* _Source text_
[Start]

IRC channel logs

2020-10-15.log

back to list of logs

<OriansJ>rekado: as in it never gets past python-minimal@3.7.4
<OriansJ>which appears to be required for guix pull to complete successfully
<OriansJ>I posted about it on #guix with a paste.debian link
<OriansJ>xentrac: yes, that is currently the only process known to enable an encrypted /boot on debian
<xentrac>:(
<OriansJ>xentrac: I provide exact steps, so that others can help me fix problems
<OriansJ>It is impossible for me to know how to fix everything myself but it is always possible for me to share exactly the method used which resulted in me arriving at that state, so that others who know differently can fix what they previously didn't know about.
<OriansJ>The big problem is it can take more than 48 hours just to do guix pull and then see it fail
<OriansJ>and it appears that guix developers generally depend upon substitutes to a degree that they never notice these build issues; until after I report them "like a whiny bitch" (direct quote from IRC)
<OriansJ>What is the point of guix challenge if one can't even get the source code needed to challenge the binaries being shipped?
<OriansJ>after 36 hours of dedicated VPS time, I've only managed to get 17.8GB of 85GB of source tarballs
<OriansJ>although it appears that I am only 30% done with all of the links; so we might get to 60GB if the average holds or about a 71% successful for valid links (and then we can check the validity of the checksums when this is all done)
<OriansJ>[These server timeouts are really slowing wget down]
<OriansJ>I'm just going to add --timeout=30 to cut that down
<rekado_>OriansJ: I cannot find the direct quote in the IRC logs
<rekado_>upstream source tarballs do disappear, and that is why we cache them all on ci.guix.gnu.org
<rekado_>that’s part of the substitution mechanism
<rekado_>that sources.json thing is pretty new and I’ve never used it. It’s likely buggy.
<OriansJ>rekado_: I am glad that all of the upstream tarballs are being cached at ci.guix.gnu.org but the substitution mechanism doesn't work if one doesn't have binary substitutes enabled.
<civodul>OriansJ: hey! did you see https://issues.guix.gnu.org/28659 ?
<OriansJ>civodul: yes and I noticed you labeled it important on 2 Oct 2017 17:16
<civodul>yes, and it's been important ever since!

[End]

(Dataset records)
[Start]

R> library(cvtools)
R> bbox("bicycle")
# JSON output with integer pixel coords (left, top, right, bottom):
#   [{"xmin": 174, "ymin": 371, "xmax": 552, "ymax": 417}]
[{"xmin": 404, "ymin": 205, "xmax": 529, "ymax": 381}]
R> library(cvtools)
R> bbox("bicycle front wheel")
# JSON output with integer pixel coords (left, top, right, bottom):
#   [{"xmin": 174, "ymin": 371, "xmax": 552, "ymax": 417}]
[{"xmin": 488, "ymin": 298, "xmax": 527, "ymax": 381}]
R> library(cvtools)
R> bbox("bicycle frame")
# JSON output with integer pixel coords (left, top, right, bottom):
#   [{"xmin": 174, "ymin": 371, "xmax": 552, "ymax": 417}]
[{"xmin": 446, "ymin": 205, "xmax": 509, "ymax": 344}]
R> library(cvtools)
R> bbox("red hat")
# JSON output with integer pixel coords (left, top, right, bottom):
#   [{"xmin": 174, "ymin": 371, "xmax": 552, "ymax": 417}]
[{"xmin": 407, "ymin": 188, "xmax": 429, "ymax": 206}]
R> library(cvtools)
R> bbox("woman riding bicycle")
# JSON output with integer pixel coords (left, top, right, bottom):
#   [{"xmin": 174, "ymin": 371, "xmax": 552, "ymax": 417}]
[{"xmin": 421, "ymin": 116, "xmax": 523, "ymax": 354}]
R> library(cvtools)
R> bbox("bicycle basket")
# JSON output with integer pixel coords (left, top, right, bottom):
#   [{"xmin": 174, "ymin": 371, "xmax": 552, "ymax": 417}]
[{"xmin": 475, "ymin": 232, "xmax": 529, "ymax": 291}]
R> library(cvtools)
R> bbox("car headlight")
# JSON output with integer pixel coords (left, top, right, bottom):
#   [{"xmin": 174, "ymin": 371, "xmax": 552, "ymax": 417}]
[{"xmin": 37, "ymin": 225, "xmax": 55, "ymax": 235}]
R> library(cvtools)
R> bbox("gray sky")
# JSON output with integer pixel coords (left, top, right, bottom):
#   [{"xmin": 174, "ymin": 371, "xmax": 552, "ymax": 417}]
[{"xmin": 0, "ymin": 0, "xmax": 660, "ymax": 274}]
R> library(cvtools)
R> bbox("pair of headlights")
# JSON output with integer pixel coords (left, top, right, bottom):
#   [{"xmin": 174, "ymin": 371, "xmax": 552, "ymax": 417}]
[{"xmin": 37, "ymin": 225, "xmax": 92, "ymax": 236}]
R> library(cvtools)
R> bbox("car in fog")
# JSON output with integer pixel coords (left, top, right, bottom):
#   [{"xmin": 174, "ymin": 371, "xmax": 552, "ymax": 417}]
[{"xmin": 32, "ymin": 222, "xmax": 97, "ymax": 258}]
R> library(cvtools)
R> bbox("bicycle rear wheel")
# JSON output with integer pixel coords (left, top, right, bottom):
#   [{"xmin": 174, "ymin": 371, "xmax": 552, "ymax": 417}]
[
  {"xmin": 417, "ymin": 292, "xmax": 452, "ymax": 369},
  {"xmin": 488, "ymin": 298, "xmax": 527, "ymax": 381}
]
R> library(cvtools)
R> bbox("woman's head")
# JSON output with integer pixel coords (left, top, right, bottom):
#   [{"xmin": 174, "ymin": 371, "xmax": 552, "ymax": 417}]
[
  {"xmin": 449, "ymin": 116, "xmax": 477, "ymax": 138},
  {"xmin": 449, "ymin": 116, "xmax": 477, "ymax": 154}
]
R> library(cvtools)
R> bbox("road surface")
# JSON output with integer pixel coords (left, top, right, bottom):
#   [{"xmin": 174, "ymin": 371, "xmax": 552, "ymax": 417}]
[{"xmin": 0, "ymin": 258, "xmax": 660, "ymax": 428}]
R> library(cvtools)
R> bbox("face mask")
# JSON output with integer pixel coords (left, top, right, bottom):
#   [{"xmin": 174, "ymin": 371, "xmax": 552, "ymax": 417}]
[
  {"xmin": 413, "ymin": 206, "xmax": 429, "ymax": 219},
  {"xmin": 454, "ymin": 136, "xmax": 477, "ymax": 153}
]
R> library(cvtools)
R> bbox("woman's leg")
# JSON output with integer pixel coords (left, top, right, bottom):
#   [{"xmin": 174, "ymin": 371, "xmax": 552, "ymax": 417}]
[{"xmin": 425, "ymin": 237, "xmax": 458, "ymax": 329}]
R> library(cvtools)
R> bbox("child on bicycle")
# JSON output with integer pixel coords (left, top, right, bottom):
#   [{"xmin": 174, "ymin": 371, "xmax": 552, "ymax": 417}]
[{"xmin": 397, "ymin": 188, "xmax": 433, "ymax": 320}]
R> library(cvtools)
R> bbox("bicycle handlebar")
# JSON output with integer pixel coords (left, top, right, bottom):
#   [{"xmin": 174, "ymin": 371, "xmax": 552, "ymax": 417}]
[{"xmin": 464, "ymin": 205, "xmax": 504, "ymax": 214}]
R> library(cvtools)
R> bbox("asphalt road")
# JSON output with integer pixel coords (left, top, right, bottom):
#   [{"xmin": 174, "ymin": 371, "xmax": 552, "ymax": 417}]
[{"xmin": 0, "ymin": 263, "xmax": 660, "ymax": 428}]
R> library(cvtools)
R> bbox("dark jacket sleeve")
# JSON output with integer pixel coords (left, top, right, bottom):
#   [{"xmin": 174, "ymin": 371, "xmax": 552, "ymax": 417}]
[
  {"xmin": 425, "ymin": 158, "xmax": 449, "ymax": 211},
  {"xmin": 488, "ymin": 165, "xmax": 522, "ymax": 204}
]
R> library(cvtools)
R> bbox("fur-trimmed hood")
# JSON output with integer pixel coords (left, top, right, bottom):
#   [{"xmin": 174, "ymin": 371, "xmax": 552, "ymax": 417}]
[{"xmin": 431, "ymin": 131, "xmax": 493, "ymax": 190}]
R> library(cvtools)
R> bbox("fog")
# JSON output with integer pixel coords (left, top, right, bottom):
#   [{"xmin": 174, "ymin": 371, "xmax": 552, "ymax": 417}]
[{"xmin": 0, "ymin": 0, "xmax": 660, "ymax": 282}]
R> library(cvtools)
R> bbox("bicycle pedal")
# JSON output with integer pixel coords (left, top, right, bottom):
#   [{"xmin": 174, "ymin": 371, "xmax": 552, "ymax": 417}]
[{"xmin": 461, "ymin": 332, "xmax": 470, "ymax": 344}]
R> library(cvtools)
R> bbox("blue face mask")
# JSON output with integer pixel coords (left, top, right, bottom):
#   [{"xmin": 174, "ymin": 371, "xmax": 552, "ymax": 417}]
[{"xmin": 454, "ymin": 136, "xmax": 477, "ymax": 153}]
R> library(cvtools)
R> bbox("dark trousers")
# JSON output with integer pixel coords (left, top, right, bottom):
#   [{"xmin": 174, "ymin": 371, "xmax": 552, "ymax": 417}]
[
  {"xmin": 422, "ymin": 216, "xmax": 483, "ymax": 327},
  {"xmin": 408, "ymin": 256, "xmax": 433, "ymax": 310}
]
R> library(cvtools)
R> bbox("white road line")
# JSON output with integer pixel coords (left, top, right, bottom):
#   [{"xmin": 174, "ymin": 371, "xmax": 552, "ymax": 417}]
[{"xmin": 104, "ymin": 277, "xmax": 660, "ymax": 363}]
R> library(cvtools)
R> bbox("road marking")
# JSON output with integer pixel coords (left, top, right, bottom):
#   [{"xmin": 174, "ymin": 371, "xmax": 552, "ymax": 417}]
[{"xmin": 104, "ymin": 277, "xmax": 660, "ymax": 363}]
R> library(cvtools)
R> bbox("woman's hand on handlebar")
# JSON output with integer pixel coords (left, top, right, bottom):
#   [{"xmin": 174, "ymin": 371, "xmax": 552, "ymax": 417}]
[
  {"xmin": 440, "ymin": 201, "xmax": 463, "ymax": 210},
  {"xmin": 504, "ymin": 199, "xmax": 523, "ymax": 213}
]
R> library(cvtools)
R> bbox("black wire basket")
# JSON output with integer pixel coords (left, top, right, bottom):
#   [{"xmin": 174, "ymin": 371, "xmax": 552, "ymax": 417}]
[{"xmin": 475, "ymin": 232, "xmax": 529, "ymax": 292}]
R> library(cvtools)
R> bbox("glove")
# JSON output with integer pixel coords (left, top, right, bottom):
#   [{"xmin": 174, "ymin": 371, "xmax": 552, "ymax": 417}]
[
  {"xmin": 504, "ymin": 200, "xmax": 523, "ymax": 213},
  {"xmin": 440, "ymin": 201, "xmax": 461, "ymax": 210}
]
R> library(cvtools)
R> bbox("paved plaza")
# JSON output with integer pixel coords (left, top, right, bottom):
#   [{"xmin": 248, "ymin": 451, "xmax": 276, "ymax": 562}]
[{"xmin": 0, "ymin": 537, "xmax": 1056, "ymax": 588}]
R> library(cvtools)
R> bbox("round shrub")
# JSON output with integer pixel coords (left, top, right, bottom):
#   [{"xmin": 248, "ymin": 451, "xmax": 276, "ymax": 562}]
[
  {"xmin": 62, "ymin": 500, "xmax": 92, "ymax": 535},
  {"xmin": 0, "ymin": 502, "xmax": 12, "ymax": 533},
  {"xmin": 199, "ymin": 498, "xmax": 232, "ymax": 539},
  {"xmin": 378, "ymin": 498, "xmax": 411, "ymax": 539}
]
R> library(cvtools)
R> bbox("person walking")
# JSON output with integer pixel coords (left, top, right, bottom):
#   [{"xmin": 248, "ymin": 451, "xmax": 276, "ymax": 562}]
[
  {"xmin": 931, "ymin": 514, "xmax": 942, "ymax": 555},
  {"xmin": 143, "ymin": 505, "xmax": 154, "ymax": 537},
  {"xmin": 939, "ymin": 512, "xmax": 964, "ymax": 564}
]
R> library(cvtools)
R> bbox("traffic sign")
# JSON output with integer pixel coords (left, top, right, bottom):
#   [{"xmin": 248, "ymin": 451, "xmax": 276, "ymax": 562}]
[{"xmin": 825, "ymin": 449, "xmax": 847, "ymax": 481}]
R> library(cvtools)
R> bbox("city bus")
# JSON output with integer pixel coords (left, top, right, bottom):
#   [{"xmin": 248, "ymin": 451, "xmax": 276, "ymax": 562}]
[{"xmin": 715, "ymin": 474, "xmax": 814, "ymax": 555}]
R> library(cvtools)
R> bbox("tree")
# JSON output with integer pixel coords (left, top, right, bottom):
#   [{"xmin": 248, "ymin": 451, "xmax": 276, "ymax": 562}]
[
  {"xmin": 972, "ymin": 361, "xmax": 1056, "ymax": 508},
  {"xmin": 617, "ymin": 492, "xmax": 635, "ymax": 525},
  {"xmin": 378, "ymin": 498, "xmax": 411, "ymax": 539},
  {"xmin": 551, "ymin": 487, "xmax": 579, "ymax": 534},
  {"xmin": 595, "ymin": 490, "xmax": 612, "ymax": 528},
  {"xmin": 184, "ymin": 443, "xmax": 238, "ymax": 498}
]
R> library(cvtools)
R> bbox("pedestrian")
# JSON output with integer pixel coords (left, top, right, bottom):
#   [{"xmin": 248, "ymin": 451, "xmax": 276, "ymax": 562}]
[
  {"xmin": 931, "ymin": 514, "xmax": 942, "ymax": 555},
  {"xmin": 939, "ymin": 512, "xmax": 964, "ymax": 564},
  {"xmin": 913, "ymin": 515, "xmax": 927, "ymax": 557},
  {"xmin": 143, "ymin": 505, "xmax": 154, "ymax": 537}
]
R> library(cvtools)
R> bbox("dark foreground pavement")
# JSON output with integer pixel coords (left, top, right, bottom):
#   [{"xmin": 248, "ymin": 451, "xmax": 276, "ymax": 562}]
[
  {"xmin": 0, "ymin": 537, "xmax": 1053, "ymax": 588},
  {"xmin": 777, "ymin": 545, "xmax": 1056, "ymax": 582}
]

[End]

* _Problems_
A. In the IRC log, give the passage starting with "<OriansJ>What is the" and going on through "It’s likely buggy." again, swapping "VPS" for "cloud server".
B. Answer these questions from the IRC log, one per line:
(i) How long does OriansJ say guix pull can take before it fails?
(ii) Where does rekado_ say the upstream source tarballs are cached?
(iii) What option does OriansJ plan to add to wget to deal with server timeouts?
C. Please extend the IRC log on Guix source tarballs with a few more lines, starting after civodul's last message.

* _In response_
A.
<OriansJ>What is the point of guix challenge if one can't even get the source code needed to challenge the binaries being shipped?
<OriansJ>after 36 hours of dedicated cloud server time, I've only managed to get 17.8GB of 85GB of source tarballs
<OriansJ>although it appears that I am only 30% done with all of the links; so we might get to 60GB if the average holds or about a 71% successful for valid links (and then we can check the validity of the checksums when this is all done)
<OriansJ>[These server timeouts are really slowing wget down]
<OriansJ>I'm just going to add --timeout=30 to cut that down
<rekado_>OriansJ: I cannot find the direct quote in the IRC logs
<rekado_>upstream source tarballs do disappear, and that is why we cache them all on ci.guix.gnu.org
<rekado_>that’s part of the substitution mechanism
<rekado_>that sources.json thing is pretty new and I’ve never used it. It’s likely buggy.

B.
(i) More than 48 hours.
(ii) On ci.guix.gnu.org.
(iii) --timeout=30

C.
<civodul>but you know, just because you rehash things won't lead to a quicker fix
<civodul>it's one issue among many that volunteers have to deal with
<OriansJ>civodul: very true and I am thankful for everyone's efforts
<OriansJ>although I wonder if there is a preference to working on "sexy new features" over the boring work of clearing out bugs
<civodul>surely there is, especially as volunteers, but we do clear old boring bugs too
<OriansJ>indeed
<OriansJ>although I find the privacy discussion odd; as one can leverage torsocks for the downloading of the source tarballs from a single centralized source while preserving privacy
<civodul>yeah, you'd need to run guix-daemon under torsocks
<OriansJ>civodul: easy to do though
<OriansJ>just a single line in: guix-daemon.service; which for people on non-guix systems is trivial. Not sure what shepard would need though
<civodul>torsocks is LD_PRELOAD, i'm not sure how this is robust to fork and all
<OriansJ>civodul: fair
<OriansJ>One can also put guix into a container and tunnel all the traffic through tor
<OriansJ>or a vm
<OriansJ>And honestly, I find the security implications of not being able to download the source a bigger danger than a centralized server knowing you downloaded a source tarball
<OriansJ>because we have tor and cheap VPS providers who take prepaid credit cards
*civodul nods
<OriansJ>if it makes the work easier, pull from a guix server first and it'll be fine. we can deal with privacy from the server later as a different class of bug
<OriansJ>But this behavior we have now is broken for new users; who just downloaded guix and nothing beyound guix --version works
<civodul>right, you made your point
<OriansJ>thank you for your time civodul
<OriansJ>oh shit, I just realized how long I have been working on stage0
<OriansJ>from 2016-05-01 til now;
<OriansJ>it has been 4+ years of hacking on bootstrapping gcc from nothing
<OriansJ>and we are stuck at the stage of we have a lisp interpreter we can't bootstrap which can run MesCC and bootstrap GCC and a lisp interpreter we can bootstrap but which can't run MesCC
<rain1>morning
<OriansJ>morning rain1
<rain1>what about making a good short term goal that's within reach?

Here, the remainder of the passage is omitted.